### TAREFAS PEDIDAS
• a. Escreva, do texto sobre as teses de Boaventura, o trecho que abre com as palavras que contêm "Infelizmente, o sectarismo" e fecha com "entre as esquerdas.".
• b. Responda com base no texto sobre as teses de Boaventura:
(i) Em que edição da Caros Amigos saiu a reportagem sobre o avanço da direita na América Latina?
(ii) Em que universidade dos EUA Boaventura é professor?
(iii) Segundo o texto, quando é que o poder é democrático?

===== TEXTO DE ORIGEM =====

Boaventura:
Quinze Teses por uma nova esquerda
– 11
DE AGOSTO DE 2016
Sociólogo
sonda caminhos contra avanço da direita na América Latina. No Brasil, ele
opina, “a prioridade deve ser a reforma política e não o regressar ao governo a
todo custo, ou o mais rápido possível
Por Vitor Taveira, em Caros Amigos
Em uma
entrevista com o professor português Boaventura de Sousa Santos, para a
produção da reportagem sobre o avanço da direita na América Latina, publicada
na edição 231 de Caros Amigos, perguntei como a
esquerda poderia se contrapor à ofensiva da direita, especialmente na América
Latina. “Respondo em forma de teses para discussão”, indicou.
Boaventura
é professor da Universidade de Coimbra, Portugal, e da Universidade de Wisconsin-Madison,
EUA. Dirige o projeto de investigação ALICE – Espelhos estranhos, lições
imprevistas. É entusiasta e participante ativo do Fórum Social Mundial ao longo
dos anos, tendo trabalhado e dialogado com movimentos políticos sociais de todo
o planeta, especialmente da América Latina e outros países do Sul Global.
Seguem
abaixo as 15 questões levantadas pelo professor para reflexão.
Pluralidade
na união
A esquerda
vai certamente continuar a ser uma pluralidade de esquerdas mas a pluralidade
tem de saber ultrapassar a fragmentação e articular-se no respeito da diferença
ainda que maximizando convergências e minimizando divergências. O
fortalecimento do fascismo social com fachada política
democrática vai exigir um esforço adicional na busca de consensos que
permitam um novo tipo de frente democrática mas com a mesma abrangência das
frentes populares na Europa dos anos 1930 ante a ameaça do fascismo enquanto
regime politico (e não “apenas” enquanto regime social como acontece
atualmente). É trágico que, em tempos recentes, tenha sido mais fácil à
forças importantes de esquerda (em geral, de orientação social-democrática ou
de centro-esquerda) realizar alianças com forças de direita do que com outras
forças de esquerda. Mas as dificuldades na concretização de articulações de
esquerda não são, em geral, da responsabilidade de apenas um setor da esquerda.
Infelizmente, o sectarismo tem-se distribuído generosamente. As teses seguintes
falam de esquerda no singular para designar o campo de consensos práticos que
devem subjazer às alianças entre as esquerdas.
Poder
para a democracia
A
refundação da esquerda exige uma refundação da política concebida enquanto
teoria e prática do exercício e da transformação do poder em seu sentido mais
amplo. O poder é sempre expressão de relações desiguais que permitem a quem o
tem representar o mundo como seu e transformá-lo de acordo com as suas
necessidades, interesses e aspirações, seja esse mundo a família, a empresa, a
comunidade, a escola, o mercado, a cidadania, o globo terrestre. O poder
só é democrático quando é exercido para ampliar e aprofundar a democracia. No
seu sentido mais amplo, a democracia é todo o processo de transformação de
relações desiguais de poder em relações de autoridade partilhada. Por isso não
há sociedades democráticas; há sociedades que, quando governadas pela esquerda,
estão em processo de democratização e, quando governadas pela direita, em
processo de desdemocratização. Governar à esquerda é ampliar a democracia tanto
nas relações políticas como nas relações sociais. Governar à direita é
restringir a democracia nessas mesmas relações.

===== DADOS GUARDADOS =====

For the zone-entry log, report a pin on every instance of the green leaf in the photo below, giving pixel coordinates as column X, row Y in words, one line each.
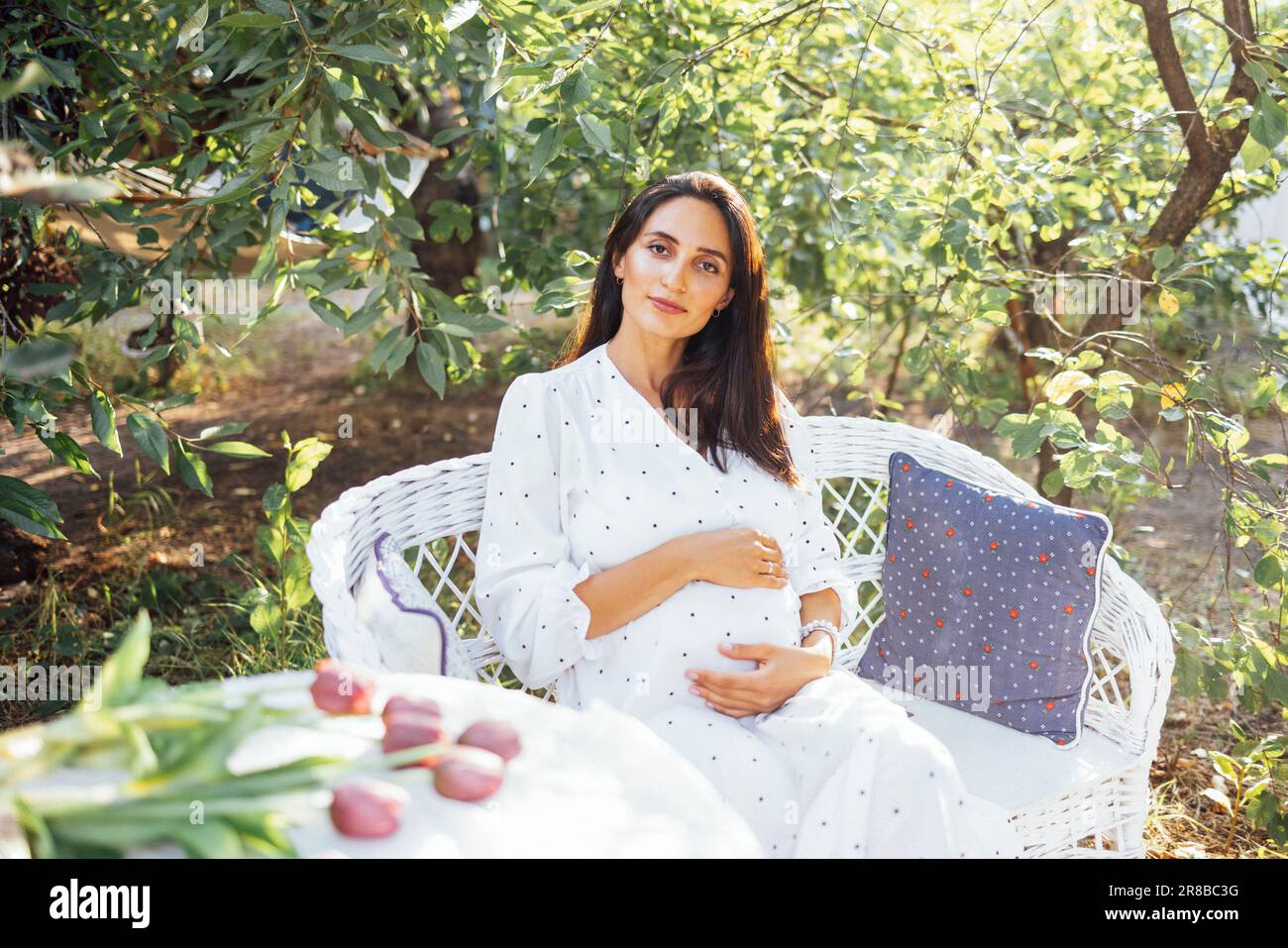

=====

### AS RESPOSTAS
• a.
Infelizmente, o sectarismo tem-se distribuído generosamente. As teses seguintes
falam de esquerda no singular para designar o campo de consensos práticos que
devem subjazer às alianças entre as esquerdas.

• b.
(i) Na edição 231.
(ii) Na Universidade de Wisconsin-Madison.
(iii) Quando é exercido para ampliar e aprofundar a democracia.